GOAL OF THE EXERCISE ::
Each line below must be set down exactly; omit any image you find.

A block of data ::
▼

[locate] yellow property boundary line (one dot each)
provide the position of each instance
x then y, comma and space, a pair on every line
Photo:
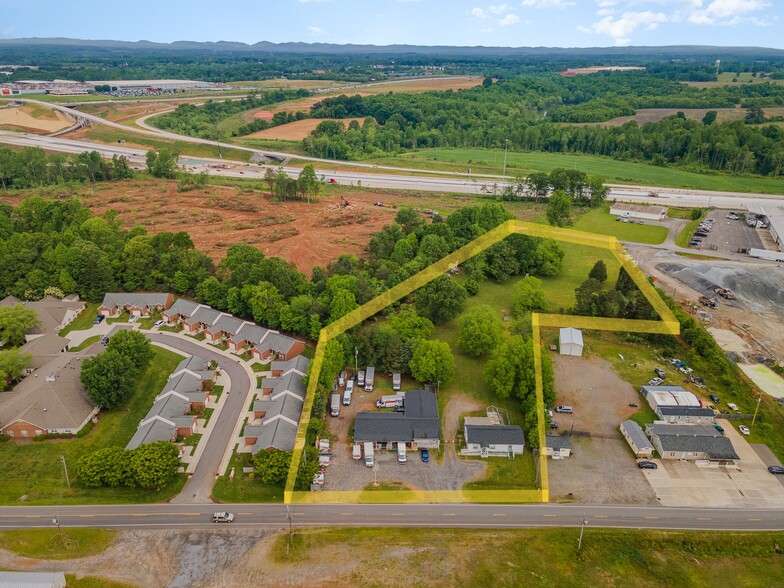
668, 325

▲

EXERCISE ANSWER ::
[locate] yellow property boundary line (one dot each)
provide the position of each instance
x then y, comma and space, a pair on every line
Photo:
668, 325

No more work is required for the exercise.